>>>>

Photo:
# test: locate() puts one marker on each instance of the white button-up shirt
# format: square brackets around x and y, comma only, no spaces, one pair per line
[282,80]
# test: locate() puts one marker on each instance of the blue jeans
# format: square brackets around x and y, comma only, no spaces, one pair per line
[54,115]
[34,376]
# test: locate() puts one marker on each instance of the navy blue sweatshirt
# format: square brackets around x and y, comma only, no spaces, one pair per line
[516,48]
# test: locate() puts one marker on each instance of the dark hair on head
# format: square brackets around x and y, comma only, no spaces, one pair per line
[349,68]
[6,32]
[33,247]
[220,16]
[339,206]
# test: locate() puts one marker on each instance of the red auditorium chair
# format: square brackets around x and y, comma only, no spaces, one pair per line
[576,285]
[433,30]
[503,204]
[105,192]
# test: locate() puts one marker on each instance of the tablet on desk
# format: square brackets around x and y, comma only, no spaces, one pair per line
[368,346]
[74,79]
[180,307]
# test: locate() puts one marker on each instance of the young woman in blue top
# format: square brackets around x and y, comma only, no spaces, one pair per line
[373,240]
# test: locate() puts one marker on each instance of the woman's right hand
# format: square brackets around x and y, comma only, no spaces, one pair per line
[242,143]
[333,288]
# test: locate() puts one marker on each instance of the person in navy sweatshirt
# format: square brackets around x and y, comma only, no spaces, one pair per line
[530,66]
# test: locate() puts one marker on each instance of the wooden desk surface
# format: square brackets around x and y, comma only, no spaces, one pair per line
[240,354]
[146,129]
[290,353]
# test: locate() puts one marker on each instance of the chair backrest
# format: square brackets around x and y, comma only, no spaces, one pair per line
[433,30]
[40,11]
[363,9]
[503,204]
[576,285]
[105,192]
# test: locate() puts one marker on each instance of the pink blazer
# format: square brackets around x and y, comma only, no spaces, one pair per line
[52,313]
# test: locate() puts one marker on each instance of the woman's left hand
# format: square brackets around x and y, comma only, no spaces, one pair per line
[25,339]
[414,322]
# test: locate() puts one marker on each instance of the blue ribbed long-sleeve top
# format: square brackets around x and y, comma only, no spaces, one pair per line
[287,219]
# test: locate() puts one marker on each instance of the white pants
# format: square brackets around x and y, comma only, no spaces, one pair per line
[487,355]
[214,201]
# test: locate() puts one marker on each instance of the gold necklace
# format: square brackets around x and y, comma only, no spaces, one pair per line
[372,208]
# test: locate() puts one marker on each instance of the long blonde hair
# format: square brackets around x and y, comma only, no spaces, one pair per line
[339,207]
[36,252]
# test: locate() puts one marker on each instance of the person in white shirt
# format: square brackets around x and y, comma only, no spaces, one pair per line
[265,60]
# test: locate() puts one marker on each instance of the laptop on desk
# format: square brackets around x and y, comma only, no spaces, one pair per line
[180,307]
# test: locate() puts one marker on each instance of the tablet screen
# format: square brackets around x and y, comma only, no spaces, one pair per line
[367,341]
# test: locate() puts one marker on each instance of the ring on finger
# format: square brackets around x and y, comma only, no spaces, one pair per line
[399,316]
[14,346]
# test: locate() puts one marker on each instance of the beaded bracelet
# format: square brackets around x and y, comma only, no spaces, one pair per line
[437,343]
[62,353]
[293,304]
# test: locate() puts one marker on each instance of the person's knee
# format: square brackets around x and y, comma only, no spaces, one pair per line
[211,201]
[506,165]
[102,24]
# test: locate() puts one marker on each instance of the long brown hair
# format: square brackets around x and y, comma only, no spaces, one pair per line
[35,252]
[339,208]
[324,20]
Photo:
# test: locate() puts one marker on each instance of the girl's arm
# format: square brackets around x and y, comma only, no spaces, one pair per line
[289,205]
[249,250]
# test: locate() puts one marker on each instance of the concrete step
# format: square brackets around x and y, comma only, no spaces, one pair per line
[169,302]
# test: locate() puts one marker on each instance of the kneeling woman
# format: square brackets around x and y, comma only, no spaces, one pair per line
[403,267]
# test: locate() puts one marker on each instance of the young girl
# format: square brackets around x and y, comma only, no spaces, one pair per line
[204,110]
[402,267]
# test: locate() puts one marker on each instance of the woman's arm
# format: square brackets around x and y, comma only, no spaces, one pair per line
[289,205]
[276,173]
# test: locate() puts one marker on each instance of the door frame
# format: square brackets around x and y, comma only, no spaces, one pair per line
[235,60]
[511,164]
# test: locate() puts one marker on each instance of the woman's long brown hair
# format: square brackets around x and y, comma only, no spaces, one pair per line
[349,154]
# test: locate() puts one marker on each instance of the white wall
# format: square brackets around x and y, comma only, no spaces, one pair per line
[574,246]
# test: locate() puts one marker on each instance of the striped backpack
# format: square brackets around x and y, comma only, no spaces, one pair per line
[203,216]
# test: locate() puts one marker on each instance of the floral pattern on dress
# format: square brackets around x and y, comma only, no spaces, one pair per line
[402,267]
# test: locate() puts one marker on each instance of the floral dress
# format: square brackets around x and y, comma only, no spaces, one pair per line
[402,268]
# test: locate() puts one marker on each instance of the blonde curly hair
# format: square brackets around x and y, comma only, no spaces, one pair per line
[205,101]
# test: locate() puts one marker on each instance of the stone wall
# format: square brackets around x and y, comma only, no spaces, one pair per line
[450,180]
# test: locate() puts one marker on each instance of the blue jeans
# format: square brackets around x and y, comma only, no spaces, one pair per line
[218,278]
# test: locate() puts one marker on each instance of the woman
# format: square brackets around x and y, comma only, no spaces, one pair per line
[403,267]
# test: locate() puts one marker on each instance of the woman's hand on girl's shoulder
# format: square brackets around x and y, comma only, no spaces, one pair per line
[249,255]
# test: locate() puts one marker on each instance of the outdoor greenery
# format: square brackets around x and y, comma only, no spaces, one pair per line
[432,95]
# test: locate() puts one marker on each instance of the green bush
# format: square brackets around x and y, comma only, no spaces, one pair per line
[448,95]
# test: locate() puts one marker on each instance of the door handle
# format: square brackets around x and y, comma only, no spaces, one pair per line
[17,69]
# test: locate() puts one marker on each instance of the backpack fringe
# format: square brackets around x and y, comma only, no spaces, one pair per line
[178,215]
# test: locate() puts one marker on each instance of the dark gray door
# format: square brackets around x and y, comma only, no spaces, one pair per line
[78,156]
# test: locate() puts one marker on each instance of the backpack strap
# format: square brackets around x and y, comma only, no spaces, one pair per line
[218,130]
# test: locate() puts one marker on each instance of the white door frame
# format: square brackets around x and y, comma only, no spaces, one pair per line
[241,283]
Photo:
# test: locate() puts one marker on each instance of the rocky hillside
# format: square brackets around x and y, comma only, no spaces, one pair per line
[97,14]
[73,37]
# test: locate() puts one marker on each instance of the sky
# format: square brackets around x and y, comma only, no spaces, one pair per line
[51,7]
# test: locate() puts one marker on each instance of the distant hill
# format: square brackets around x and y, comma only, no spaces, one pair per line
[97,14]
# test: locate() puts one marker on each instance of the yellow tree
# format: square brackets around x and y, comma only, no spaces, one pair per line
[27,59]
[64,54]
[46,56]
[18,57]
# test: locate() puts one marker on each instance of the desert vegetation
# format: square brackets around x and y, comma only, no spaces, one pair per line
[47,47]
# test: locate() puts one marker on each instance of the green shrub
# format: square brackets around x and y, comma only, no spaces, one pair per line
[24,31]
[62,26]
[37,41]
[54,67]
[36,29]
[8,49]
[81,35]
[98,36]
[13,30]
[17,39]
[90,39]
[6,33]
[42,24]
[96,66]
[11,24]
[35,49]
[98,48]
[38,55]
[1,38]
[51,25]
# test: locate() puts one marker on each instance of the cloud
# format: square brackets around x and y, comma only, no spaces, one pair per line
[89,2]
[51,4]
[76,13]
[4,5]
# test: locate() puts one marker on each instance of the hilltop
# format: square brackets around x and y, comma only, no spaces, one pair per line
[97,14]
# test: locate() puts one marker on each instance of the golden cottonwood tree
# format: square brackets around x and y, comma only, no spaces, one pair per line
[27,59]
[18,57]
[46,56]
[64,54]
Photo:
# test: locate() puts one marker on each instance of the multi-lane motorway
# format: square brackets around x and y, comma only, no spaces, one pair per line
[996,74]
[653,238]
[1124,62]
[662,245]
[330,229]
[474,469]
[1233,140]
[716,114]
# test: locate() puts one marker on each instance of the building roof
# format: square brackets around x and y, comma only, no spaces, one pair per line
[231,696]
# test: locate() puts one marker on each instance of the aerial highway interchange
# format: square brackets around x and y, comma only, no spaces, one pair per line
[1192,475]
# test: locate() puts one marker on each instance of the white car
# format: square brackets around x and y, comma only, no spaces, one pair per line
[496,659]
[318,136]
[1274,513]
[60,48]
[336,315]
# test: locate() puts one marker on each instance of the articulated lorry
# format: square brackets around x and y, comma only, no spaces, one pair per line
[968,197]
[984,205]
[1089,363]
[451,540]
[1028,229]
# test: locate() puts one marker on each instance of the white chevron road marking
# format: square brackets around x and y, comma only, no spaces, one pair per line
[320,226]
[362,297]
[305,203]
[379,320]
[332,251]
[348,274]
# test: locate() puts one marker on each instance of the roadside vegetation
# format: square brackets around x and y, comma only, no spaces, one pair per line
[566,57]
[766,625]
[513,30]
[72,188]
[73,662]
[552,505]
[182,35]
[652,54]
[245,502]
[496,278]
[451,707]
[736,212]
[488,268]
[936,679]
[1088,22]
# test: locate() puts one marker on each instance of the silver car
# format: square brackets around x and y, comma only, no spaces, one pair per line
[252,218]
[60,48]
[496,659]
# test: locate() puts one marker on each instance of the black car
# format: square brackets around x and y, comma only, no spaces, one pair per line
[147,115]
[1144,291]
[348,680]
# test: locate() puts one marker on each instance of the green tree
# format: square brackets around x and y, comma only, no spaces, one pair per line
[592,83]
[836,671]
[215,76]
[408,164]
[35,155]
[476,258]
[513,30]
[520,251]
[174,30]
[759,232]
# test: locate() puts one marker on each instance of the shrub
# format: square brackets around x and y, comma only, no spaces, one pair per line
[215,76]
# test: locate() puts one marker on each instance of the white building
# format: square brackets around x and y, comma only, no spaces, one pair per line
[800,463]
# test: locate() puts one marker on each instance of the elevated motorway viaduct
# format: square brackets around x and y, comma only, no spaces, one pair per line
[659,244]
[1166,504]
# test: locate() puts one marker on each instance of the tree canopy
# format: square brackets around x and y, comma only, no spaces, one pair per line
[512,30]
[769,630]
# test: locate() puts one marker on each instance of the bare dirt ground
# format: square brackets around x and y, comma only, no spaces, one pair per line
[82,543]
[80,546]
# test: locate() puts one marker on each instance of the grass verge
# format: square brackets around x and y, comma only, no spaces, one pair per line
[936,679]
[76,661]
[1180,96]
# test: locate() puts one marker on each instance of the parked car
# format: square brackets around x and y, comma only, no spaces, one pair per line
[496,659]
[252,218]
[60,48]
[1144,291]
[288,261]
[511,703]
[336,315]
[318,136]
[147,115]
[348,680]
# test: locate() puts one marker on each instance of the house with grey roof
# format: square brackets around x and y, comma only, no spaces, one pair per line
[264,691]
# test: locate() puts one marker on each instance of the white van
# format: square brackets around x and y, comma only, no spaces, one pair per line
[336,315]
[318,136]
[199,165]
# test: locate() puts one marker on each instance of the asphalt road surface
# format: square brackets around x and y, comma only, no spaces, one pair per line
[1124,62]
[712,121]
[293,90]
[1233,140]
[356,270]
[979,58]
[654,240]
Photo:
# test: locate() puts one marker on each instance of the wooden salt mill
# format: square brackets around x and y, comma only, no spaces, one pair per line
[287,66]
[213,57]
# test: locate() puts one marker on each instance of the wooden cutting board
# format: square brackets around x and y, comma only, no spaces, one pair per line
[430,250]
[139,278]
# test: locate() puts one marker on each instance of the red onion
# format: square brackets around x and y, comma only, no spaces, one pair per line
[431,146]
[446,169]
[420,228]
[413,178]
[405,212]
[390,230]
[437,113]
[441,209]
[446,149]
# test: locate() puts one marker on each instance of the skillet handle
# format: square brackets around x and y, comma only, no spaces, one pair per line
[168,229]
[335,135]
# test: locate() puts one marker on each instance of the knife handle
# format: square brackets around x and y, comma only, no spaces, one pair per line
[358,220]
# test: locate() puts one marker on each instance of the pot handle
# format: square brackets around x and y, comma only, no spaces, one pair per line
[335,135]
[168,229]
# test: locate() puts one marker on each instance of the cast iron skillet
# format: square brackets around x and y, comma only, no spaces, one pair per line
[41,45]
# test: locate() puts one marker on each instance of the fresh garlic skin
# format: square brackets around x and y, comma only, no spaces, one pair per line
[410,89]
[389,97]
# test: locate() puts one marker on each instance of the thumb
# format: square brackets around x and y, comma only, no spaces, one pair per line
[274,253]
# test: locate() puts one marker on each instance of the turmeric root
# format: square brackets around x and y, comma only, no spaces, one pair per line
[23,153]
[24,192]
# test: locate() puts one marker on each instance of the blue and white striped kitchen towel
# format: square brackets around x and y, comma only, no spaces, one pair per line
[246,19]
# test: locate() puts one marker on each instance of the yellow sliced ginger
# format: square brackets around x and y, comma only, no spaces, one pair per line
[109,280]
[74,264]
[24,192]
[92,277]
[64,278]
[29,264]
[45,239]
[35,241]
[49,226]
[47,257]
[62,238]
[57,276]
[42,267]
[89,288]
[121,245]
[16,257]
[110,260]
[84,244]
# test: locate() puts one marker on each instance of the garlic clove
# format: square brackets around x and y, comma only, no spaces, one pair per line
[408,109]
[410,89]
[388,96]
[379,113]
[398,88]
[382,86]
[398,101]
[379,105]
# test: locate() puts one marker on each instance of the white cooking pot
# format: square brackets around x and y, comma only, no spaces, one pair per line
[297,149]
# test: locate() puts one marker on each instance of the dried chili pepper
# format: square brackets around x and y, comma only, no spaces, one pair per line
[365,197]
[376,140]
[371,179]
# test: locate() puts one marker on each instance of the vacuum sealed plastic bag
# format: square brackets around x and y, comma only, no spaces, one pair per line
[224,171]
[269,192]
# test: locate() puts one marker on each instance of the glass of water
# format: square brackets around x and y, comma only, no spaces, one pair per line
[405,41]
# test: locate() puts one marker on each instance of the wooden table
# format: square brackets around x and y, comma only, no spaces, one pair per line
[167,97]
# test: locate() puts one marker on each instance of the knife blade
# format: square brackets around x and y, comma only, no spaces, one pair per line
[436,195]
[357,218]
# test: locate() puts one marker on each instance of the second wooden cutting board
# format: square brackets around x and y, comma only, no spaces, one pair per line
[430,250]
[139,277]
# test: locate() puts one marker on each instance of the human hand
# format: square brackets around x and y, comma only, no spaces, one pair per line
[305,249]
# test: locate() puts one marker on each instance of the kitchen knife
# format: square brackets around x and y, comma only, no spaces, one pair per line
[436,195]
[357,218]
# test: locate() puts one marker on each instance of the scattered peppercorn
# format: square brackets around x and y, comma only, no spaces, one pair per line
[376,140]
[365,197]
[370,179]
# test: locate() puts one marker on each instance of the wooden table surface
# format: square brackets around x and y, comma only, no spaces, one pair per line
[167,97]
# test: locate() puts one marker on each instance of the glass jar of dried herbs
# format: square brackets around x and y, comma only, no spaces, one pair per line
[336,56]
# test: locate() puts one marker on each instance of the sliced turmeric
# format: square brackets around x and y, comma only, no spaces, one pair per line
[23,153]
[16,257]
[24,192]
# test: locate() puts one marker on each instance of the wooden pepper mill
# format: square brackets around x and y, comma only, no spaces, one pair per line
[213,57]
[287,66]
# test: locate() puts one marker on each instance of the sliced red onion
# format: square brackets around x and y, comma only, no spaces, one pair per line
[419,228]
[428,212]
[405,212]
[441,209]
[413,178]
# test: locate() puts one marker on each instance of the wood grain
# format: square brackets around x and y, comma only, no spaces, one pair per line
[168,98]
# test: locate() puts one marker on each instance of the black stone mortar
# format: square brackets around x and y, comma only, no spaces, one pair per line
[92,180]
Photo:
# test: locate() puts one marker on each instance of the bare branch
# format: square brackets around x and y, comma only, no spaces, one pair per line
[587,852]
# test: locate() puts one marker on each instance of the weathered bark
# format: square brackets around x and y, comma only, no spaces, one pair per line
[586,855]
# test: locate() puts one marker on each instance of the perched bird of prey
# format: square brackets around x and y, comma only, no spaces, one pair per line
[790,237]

<<<<

» Stated goal: Copy exactly the line containing "the kitchen knife" and every line after it, ending with the last line of the records above.

» Answer to this task:
# test: locate() puts one marker on each instance of the kitchen knife
# format: square brackets around x and y, comma only, no spaces, one pair per line
[436,195]
[357,218]
# test: locate() puts one marker on each instance of the scattered peppercorn
# format: square brackets around x and y, comma only, no spaces, one pair per line
[376,140]
[365,197]
[370,179]
# test: locate() puts one marker on each instance of the wooden table surface
# format: square brackets around x and y, comma only, no spaces, one pair per line
[167,97]
# test: locate() puts one marker on each instance of the glass jar of dried herbs
# format: square brackets around x and y, comma only, no spaces, one pair per line
[336,56]
# test: locate() puts one marker on each instance of the sliced turmeric
# format: square brackets around x and y, comma only, no spaces, one pair per line
[23,153]
[16,257]
[24,192]
# test: locate() puts one marker on each instance of the wooden pepper mill
# format: square brackets around x and y, comma only, no spaces, one pair per line
[213,57]
[287,66]
# test: locate() puts one marker on each instance of the sliced red onion
# format: square brackets around x and y, comma only, no spaces, one pair per line
[419,228]
[428,212]
[405,212]
[441,209]
[413,178]
# test: locate() puts one marker on each instance of the wood grain
# format: square brackets around x and y, comma only, no spaces, one pair per line
[168,98]
# test: locate() puts one marker on each instance of the black stone mortar
# format: square brackets around x and y, comma only, no spaces, one pair per line
[92,180]
Photo:
# test: locate() puts one marker on each instance of the bare branch
# format: square brackets around x and y, comma only, no spaces, one pair per line
[587,852]
# test: locate() puts one marker on each instance of the weathered bark
# format: square brackets around x and y, comma only, no spaces, one pair per line
[586,855]
# test: locate() puts one marker on each instance of the perched bird of prey
# format: square brackets around x and y, comma only, no spaces, one pair per line
[790,237]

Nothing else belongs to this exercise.